It took such a conversation to lead Larry Carr, 82, to UC Health, where he regained his life and mobility back, pain free.
“When you’ve worn a neck brace, it’s really easy to go up to a person wearing one, so I asked Larry how he was doing, and within seconds I could tell how miserable he was,” Sybil Wessel, 75, recalls of approaching Larry in 2017 at a St. Timothy’s church social in Union, Kentucky.
Knowing that Larry had undergone back surgery a year prior, Sybil says that when they’d bump into one another at church functions, she’d politely ask him how he was doing.
His response, she says, was always the same: “I’m still in pain.”
This time, however, she expanded the conversation by asking: “What would you think about getting a second opinion from a very good doctor?”
Sybil was referring to her own spine surgeon, Anthony Guanciale, MD, a professor of orthopaedics at the University of Cincinnati College of Medicine and a UC Health surgeon specializing in back, neck and spine surgery.
Sybil, after all, had undergone three successful spinal procedures at UC Health: the removal of a spinal cyst, a neck surgery and a back surgery, all performed by Dr. Guanciale.
“I’m in such great shape that when I see my friends who can barely walk because of pain, I always recommend my doctor,” says Sybil.
Larry says that he was at his wits’ end: In constant pain, with relief only when he slept, sitting up. “It couldn’t hurt to see Dr. Guaniciale,” he said.

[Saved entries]
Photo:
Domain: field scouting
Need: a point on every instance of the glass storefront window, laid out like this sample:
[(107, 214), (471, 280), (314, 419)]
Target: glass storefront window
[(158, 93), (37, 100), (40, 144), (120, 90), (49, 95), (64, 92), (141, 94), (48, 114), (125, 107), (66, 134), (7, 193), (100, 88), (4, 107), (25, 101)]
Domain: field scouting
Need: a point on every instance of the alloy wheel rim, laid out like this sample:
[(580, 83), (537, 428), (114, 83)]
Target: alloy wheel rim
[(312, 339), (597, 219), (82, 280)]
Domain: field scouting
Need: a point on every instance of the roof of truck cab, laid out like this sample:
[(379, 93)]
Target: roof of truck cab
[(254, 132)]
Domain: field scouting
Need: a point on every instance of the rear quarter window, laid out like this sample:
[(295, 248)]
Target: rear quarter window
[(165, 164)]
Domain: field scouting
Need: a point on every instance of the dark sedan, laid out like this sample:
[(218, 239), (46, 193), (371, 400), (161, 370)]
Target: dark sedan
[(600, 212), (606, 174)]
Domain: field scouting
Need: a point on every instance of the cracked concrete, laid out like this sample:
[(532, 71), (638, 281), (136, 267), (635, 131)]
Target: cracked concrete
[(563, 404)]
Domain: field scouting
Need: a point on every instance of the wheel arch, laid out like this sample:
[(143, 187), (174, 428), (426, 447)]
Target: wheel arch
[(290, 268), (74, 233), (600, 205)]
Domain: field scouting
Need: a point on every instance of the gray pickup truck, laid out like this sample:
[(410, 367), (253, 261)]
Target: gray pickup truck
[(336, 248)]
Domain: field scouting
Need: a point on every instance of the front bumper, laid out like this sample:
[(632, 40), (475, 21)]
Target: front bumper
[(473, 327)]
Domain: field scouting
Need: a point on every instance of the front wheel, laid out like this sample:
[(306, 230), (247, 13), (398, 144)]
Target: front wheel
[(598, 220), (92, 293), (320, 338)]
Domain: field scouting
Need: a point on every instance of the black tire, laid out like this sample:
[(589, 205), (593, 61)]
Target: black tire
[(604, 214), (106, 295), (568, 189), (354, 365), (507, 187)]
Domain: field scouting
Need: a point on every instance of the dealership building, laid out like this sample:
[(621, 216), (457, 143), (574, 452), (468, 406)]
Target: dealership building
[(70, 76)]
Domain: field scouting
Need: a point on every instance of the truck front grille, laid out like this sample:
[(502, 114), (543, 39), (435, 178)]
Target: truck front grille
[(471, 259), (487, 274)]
==
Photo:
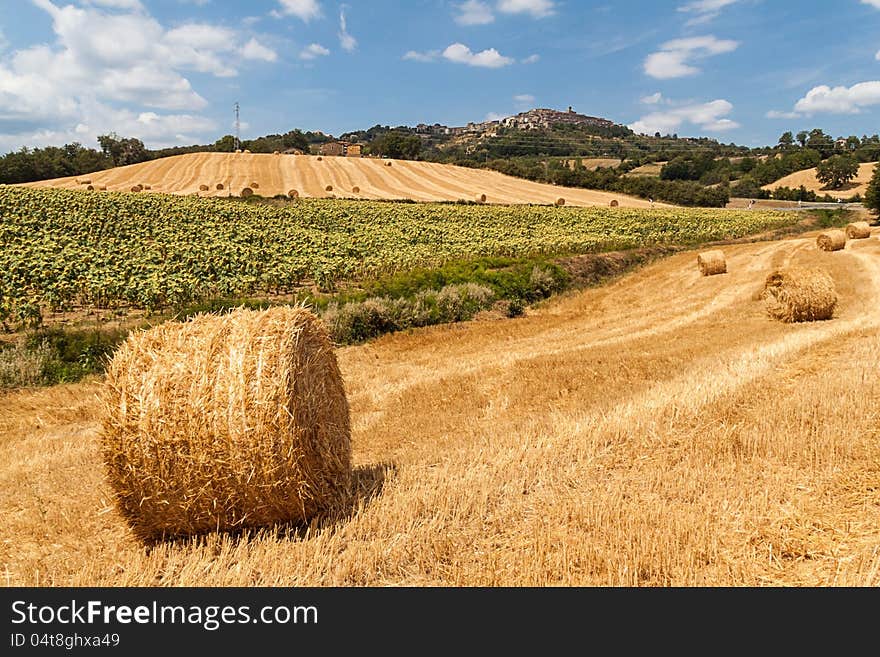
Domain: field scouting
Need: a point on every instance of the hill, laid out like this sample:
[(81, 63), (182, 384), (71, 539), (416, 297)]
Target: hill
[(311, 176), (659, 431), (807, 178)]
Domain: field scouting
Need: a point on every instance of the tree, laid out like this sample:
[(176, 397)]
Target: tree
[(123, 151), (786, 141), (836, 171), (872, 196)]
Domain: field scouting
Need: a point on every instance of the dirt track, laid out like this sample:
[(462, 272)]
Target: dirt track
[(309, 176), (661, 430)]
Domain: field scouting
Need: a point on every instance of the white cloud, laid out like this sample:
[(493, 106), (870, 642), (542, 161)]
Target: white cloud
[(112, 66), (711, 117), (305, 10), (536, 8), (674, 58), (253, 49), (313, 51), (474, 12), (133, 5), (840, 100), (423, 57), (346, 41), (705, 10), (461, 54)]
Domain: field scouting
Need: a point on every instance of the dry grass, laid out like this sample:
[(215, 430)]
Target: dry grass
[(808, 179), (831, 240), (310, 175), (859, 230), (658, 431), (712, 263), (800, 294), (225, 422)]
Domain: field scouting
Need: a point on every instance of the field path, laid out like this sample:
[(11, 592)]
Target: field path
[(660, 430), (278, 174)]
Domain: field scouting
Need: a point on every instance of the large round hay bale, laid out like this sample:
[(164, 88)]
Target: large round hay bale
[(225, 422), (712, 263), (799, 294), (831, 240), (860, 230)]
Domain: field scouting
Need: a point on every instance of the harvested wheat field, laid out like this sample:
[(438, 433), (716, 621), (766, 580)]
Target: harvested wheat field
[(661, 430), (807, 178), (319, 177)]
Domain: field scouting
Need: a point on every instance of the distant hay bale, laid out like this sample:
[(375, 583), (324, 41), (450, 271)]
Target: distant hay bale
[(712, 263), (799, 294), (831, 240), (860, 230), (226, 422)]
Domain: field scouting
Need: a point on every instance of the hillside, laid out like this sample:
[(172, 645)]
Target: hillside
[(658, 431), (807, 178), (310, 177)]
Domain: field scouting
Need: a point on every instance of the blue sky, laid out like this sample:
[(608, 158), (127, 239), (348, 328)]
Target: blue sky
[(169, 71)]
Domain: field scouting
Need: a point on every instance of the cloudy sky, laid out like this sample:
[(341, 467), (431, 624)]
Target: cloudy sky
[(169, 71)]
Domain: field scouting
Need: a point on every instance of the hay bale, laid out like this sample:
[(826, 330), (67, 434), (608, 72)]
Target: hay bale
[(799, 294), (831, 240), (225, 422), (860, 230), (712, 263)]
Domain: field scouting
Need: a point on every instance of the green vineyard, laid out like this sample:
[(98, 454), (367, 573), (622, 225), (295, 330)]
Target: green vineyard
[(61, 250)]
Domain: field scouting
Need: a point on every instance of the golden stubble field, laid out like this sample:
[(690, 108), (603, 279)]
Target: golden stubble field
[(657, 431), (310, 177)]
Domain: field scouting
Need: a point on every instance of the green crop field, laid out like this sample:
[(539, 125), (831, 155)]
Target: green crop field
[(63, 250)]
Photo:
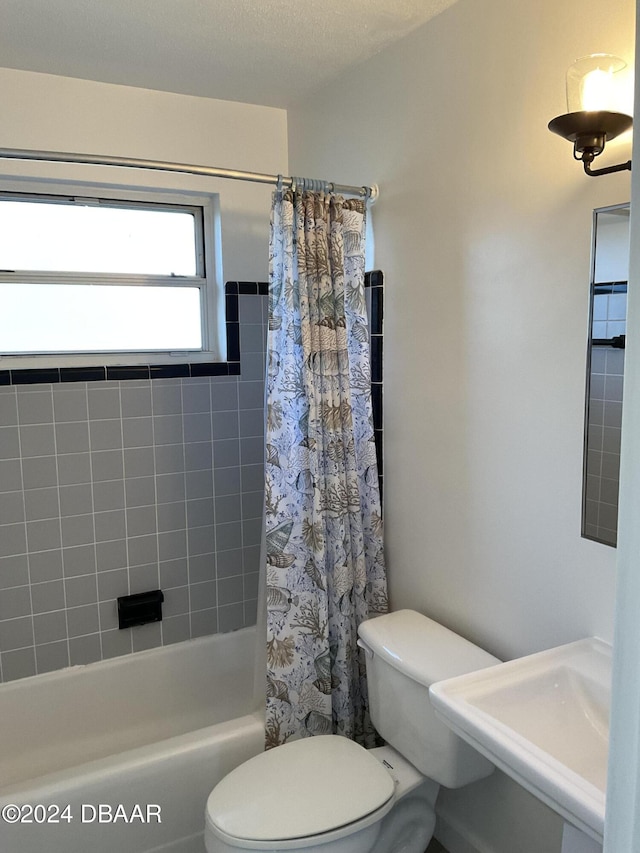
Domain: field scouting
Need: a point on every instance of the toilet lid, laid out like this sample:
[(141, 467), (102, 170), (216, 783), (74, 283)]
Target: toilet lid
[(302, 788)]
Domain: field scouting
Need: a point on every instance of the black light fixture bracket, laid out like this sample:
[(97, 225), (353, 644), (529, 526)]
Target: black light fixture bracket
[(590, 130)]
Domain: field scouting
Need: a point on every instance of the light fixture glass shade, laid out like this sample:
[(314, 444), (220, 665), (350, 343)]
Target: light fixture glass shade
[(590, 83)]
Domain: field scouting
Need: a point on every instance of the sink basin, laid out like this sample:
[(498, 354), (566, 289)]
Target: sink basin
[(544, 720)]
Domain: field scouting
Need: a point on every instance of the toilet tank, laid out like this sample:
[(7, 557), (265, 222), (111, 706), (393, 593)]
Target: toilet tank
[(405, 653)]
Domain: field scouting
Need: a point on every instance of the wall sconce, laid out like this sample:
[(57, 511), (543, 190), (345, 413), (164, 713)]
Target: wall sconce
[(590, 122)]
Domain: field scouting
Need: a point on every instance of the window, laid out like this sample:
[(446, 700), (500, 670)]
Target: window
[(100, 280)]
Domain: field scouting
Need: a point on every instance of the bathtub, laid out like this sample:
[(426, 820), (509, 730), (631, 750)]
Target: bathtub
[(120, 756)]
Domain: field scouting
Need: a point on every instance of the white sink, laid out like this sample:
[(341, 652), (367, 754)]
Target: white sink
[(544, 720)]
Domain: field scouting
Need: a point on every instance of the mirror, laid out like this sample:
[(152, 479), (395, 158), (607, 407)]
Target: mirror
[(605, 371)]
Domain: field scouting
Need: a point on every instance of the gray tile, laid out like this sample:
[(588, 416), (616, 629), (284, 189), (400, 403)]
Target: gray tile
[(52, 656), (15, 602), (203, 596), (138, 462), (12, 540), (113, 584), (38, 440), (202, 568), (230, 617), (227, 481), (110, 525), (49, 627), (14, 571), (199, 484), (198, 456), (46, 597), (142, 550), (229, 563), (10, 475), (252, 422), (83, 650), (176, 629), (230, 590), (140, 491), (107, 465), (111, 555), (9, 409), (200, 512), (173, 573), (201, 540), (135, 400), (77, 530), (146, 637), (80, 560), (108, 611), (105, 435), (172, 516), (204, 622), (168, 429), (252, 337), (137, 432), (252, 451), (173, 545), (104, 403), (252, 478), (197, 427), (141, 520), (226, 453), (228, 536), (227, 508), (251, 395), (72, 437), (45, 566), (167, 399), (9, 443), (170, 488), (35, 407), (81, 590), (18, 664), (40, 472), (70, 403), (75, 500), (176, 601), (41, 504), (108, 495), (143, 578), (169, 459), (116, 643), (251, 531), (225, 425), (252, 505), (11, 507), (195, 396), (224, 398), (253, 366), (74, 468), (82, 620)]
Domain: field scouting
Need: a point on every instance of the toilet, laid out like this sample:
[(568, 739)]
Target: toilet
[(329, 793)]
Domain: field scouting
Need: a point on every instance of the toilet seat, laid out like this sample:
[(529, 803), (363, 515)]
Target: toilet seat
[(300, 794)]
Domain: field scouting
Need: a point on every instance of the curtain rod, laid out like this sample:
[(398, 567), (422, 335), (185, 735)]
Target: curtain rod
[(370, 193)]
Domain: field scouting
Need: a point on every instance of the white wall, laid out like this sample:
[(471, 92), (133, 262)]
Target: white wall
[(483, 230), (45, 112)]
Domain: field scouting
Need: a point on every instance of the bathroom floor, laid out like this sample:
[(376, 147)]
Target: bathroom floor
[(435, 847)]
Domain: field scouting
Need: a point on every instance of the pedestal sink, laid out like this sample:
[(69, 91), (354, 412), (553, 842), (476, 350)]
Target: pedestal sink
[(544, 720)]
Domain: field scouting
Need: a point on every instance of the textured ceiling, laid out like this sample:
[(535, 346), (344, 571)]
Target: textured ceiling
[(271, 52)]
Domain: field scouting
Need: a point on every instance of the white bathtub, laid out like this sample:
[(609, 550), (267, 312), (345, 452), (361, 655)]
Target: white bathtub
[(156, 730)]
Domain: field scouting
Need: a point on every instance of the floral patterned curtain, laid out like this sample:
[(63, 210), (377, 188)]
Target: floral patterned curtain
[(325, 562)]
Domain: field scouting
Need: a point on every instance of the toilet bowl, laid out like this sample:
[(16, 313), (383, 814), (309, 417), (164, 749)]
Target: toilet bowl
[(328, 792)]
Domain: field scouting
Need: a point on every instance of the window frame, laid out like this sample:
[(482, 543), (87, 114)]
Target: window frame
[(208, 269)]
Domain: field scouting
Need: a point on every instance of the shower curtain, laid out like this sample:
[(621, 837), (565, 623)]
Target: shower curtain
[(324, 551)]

### Set of tasks
**a)** Copy the story of Larry Carr's back pain word for word, from "Knowing that Larry" up to and including "he was doing.".
**b)** Using the story of Larry Carr's back pain, decide whether each statement is true. For each, answer yes or no and quote the words that decide it.
(i) Sybil Wessel approached Larry at a church social in 2017.
(ii) Dr. Guanciale performed two procedures on Sybil.
(iii) Larry's answer to Sybil's question changed from one meeting to the next.
**c)** Pick up the story of Larry Carr's back pain where it stops, and keep writing.

### Solved tasks
**a)**
Knowing that Larry had undergone back surgery a year prior, Sybil says that when they’d bump into one another at church functions, she’d politely ask him how he was doing.

**b)**
(i) Yes: "approaching Larry in 2017 at a St. Timothy’s church social in Union, Kentucky"
(ii) No: "three successful spinal procedures at UC Health" ... "all performed by Dr. Guanciale"
(iii) No: "His response, she says, was always the same"

**c)**
“We chatted for a bit and I explained how I felt with the numbness and tingling and the constant pain, and then Dr. Guanciale says, ‘Let me show you something,’” on the X-rays, pointing to misplaced screws and an unnecessary rod from the prior surgery.
Larry booked a surgical appointment with Dr. Guanciale, who conducted an anterior and posterior surgery.
After surgery, the relief was immediate. Larry says, “I didn’t have any pain from the moment I woke up, and now that I’ve recovered from the surgery, I can do anything I want. I can play golf and I can even go bowling, with a light ball.”
Both Larry and Sybil are “fabulous people” and patients, says Dr. Guanciale, noting that Larry was in so much pain “he couldn’t hold his head up.”
Although Dr. Guanciale considers Larry’s operation to have been “a very big revision,” he notes that surgical options can be “very, very safe”—and it indeed doesn’t hurt to get a second opinion for neck or spine pain.
“There is actually a large group of this aging population who are pretty healthy otherwise, functionally more like they are in the 60s and 70s,” Dr. Guanciale said. “As long as the surgery is considered reasonable and safe, it’s really no different than operating on a younger person.”
“I work out. I exercise. I’m active…and now I don’t have any pain,” says Larry.